Gather every line of the entries that contains the string "green" and list those lines.

=== Information supplied ===

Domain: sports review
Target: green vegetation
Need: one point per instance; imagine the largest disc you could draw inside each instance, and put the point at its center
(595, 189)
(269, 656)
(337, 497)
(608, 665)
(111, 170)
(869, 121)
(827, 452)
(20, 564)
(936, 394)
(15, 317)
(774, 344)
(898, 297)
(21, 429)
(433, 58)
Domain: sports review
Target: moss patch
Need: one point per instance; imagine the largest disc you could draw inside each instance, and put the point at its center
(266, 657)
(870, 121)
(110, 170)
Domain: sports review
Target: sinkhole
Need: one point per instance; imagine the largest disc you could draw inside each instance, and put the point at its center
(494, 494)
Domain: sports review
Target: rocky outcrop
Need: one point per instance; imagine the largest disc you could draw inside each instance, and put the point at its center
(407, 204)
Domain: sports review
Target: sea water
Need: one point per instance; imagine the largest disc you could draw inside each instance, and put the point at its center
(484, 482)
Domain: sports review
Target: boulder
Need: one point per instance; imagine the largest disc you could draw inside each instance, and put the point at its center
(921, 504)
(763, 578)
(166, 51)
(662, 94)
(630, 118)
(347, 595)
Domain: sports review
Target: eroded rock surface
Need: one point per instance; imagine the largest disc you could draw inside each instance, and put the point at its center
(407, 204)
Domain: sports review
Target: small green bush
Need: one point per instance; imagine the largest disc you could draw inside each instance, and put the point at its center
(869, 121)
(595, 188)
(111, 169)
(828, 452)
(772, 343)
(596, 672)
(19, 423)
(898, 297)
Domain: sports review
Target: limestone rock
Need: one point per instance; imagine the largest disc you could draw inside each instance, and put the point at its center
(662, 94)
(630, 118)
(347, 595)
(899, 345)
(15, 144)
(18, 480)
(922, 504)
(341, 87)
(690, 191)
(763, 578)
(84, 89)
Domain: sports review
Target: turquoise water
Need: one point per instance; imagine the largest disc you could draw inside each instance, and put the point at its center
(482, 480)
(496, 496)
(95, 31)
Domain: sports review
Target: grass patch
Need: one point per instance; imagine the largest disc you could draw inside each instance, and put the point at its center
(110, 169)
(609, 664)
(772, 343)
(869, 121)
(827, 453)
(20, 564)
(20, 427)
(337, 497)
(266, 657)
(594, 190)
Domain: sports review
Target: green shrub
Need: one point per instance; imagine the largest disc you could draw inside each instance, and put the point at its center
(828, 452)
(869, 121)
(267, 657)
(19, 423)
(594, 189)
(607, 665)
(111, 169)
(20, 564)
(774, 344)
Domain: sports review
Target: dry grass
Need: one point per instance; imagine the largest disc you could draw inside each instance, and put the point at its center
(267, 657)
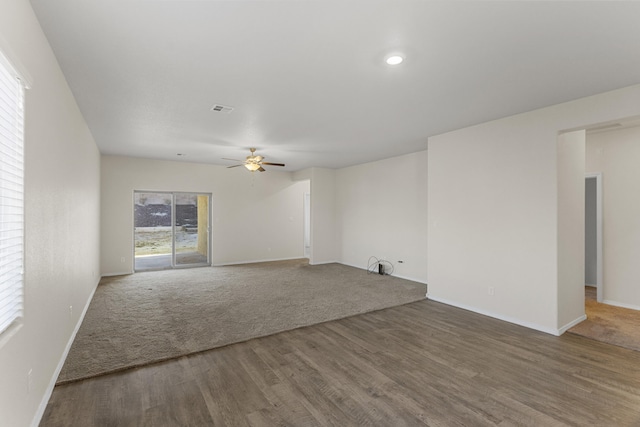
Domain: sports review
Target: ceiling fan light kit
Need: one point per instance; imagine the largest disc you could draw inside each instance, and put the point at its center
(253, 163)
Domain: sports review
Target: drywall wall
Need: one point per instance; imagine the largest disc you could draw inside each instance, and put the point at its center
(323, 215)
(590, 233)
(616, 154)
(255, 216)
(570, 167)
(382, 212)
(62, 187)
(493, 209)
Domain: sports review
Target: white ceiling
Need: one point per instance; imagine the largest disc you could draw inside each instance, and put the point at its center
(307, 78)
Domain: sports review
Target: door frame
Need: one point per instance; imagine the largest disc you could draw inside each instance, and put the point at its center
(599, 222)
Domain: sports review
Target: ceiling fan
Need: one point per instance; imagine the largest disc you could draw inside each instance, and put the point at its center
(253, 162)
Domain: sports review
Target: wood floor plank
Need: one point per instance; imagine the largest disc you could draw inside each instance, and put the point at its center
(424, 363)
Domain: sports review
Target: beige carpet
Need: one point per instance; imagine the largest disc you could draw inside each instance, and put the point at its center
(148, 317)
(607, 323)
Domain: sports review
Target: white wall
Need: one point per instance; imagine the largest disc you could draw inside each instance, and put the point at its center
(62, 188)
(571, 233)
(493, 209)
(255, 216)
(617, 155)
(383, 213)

===
=== Information supplied ===

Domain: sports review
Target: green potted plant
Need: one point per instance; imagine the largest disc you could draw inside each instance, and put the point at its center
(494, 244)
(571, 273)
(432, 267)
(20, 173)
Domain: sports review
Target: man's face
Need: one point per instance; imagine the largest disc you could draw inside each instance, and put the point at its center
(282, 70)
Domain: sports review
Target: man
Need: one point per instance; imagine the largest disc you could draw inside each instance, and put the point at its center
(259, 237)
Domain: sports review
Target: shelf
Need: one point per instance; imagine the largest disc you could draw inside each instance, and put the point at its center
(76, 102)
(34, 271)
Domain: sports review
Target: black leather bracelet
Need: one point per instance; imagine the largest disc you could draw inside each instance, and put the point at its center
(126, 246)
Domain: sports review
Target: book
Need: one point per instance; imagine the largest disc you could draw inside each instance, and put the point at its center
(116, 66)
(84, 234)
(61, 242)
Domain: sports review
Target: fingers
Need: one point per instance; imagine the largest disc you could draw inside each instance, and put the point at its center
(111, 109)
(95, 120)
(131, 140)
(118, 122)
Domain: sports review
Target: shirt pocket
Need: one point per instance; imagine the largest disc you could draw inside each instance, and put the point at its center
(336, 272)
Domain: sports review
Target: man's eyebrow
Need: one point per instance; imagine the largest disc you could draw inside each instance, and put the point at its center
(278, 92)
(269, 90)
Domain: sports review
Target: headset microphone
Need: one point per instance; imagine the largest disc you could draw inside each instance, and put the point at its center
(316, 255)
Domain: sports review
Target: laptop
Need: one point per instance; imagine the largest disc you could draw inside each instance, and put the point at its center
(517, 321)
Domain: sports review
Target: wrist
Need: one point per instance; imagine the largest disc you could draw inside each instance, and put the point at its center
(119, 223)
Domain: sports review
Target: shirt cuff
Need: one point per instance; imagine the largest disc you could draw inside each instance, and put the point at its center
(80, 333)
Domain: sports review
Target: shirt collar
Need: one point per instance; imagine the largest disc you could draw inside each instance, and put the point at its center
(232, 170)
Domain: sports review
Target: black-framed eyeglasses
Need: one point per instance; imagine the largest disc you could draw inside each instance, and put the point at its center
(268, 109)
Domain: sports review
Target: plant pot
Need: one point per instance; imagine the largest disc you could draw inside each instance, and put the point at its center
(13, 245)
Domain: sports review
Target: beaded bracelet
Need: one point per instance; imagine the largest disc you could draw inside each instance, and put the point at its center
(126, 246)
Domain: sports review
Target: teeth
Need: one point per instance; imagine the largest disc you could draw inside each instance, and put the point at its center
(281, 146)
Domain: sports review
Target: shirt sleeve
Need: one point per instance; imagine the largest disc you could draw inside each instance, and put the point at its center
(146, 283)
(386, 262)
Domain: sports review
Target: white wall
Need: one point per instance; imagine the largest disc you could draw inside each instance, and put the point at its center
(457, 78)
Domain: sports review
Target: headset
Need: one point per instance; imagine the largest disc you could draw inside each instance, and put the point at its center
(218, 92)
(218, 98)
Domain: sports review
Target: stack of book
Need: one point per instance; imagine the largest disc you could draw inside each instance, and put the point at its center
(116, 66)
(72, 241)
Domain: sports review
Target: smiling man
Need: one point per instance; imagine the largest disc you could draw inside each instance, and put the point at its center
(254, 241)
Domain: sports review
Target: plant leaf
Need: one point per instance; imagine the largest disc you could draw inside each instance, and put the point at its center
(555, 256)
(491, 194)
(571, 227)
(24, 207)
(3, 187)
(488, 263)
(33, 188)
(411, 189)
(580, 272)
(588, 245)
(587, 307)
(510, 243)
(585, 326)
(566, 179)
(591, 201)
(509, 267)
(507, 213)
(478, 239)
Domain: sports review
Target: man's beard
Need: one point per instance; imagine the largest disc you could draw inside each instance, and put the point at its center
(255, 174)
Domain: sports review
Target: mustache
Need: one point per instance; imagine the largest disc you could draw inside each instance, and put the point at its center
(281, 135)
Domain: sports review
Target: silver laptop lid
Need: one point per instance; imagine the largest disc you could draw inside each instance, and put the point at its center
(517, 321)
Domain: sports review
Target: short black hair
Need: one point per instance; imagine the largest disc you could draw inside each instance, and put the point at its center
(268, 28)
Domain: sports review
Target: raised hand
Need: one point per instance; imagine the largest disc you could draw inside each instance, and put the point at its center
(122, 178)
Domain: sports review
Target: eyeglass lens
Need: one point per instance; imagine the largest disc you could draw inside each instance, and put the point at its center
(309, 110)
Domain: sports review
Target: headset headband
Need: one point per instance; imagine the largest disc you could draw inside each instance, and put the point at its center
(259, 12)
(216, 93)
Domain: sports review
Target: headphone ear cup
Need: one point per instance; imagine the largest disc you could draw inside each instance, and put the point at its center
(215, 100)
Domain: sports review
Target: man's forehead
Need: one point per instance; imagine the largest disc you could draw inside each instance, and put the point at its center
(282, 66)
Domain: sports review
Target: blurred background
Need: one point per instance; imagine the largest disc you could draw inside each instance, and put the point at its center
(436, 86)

===
=== Information supplied ===

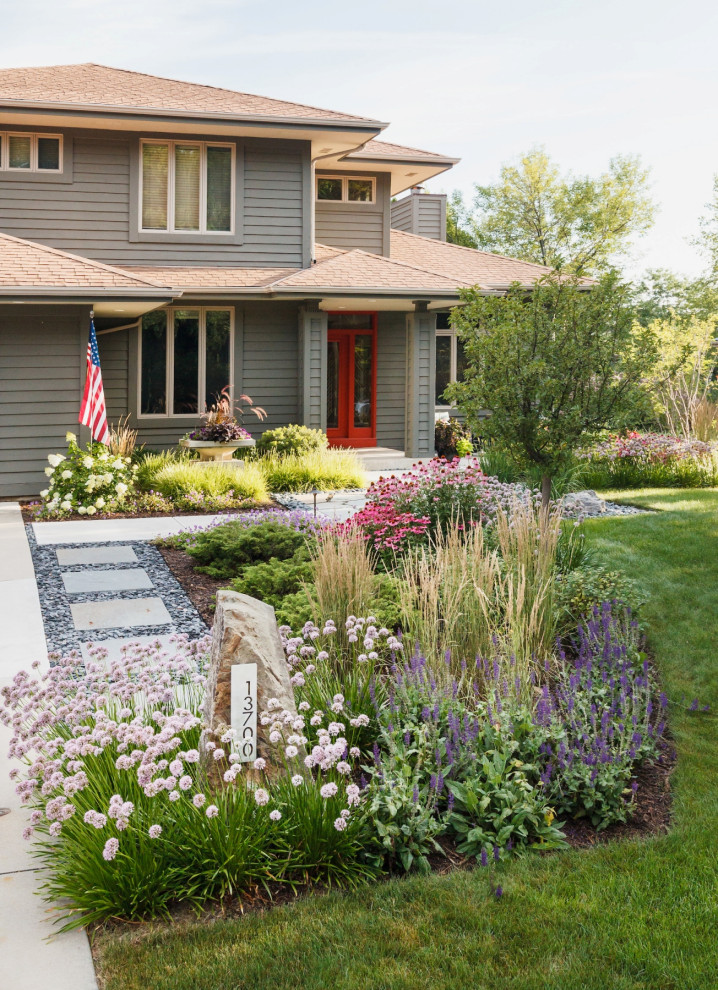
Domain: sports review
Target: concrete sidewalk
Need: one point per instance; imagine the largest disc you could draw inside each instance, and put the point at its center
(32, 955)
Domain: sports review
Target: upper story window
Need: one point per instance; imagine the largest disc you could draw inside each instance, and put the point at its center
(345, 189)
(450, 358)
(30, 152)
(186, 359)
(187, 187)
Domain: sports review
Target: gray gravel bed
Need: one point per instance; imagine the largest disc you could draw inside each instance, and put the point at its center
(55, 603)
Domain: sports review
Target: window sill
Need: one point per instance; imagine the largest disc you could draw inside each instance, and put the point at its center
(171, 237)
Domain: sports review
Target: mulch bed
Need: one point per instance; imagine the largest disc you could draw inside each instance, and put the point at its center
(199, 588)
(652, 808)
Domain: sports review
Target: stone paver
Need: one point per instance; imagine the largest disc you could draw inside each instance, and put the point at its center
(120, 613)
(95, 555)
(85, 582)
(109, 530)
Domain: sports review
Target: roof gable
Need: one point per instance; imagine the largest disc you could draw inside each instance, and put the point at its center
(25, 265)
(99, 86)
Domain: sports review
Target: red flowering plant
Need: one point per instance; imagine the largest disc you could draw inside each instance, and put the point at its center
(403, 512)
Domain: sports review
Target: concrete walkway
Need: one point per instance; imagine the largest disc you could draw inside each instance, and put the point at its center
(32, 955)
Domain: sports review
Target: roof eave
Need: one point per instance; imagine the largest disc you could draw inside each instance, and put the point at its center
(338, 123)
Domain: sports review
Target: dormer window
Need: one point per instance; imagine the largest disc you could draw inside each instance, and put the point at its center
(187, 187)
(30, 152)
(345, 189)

===

• Final result:
Target: green vegetation
Target: small green bush
Target: green shrub
Target: green potted plant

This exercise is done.